• **Tasks**:
1. In the scrutiny article below, copy out word for word the part that opens with the words containing "All local councils" and closes with "impartiality and independence.".
2. According to the scrutiny article below, whom did West Northamptonshire Council appoint as its scrutiny chair?
— Start of Reading text —
Concerns North Northants Tories could appoint their own scrutiny chair against 'longstanding local government tradition'
Councils usually appoint a member of the opposition to chair the crucial scrutiny committee
Concerns have been raised that the Conservative group on the new North Northamptonshire Council (NNC) could appoint its scrutiny committee chairs from inside its own ranks.
Earlier this week, Labour leader Cllr Jean Addison said that they were still waiting to hear whether they would be asked to chair the council's two scrutiny panels. But the new authority's constitution does not include the rule that the chair of scrutiny should be a member of the opposition.
And this has led to worries that the leader of the Conservative Group Cllr Jason Smithers, expected to be ratified as leader of the council at next Wednesday's inaugural NNC meeting, wants to appoint Conservative councillors to the vital roles.
The whole council will get to vote on the positions at next week's first ever annual general meeting but a large Tory majority means that the preferred candidate of their party leader is likely to get the nod.
The chair of scrutiny is usually appointed from the political opposition and Northamptonshire County Council's most recent scrutiny chair, installed after the authority's financial collapse, was Labour's Mick Scrimshaw, with vice chairs Cllr Chris Stanbra (Lib Dem), Cllr Jim Hakewill (Ind) and Cllr Victoria Perry (Con) taken from across the political spectrum.
Last night, neighbouring Tory West Northamptonshire Council appointed experienced Labour member Cllr Danielle Stone as its scrutiny chair.
All local councils have several scrutiny committees, or commissions, which have the key job of holding the council's executive to account for the decisions they make. Although it is not a legal obligation, scrutiny chairs are usually drawn from an opposition party in order to promote impartiality and independence.
NNC will have a Finance and Resources Scrutiny Committee and a wider Scrutiny Commission.
One former local government democratic services manager told this newspaper that having opposition chairs was a 'longstanding government tradition' and to break with that would be horrifying, adding: "Having an opposition chair is the whole point of the scrutiny committee."
— End of Reading text —
— Start of Items —
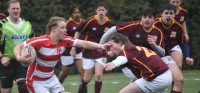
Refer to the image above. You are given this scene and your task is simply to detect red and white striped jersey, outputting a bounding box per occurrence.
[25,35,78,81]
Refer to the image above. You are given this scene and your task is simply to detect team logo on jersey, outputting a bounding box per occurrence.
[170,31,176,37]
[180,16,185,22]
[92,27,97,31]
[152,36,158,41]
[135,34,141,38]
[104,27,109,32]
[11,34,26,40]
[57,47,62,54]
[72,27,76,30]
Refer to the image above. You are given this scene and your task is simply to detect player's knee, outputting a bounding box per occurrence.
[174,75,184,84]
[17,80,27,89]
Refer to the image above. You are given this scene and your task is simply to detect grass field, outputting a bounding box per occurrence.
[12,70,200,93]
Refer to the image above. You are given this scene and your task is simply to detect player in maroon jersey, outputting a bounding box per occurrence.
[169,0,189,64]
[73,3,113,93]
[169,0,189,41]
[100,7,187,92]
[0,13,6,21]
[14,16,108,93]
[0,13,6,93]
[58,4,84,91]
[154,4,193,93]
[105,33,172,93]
— End of Items —
— Start of Items —
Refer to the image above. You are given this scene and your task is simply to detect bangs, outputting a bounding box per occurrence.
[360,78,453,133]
— End of Items —
— Start of Items —
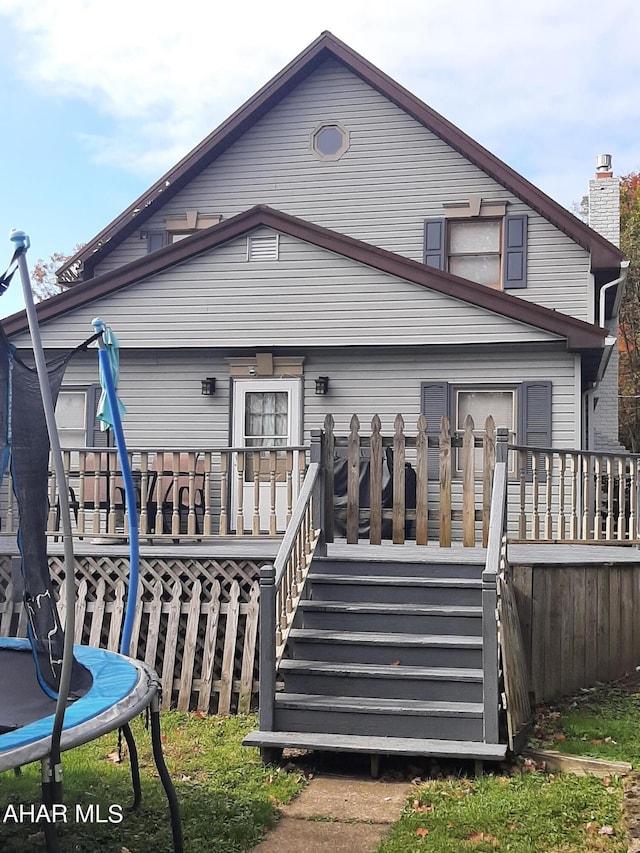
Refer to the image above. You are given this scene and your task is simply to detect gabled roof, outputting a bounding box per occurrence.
— End of Items —
• **Answers**:
1.
All local councils have several scrutiny committees, or commissions, which have the key job of holding the council's executive to account for the decisions they make. Although it is not a legal obligation, scrutiny chairs are usually drawn from an opposition party in order to promote impartiality and independence.

2. Experienced Labour member Cllr Danielle Stone.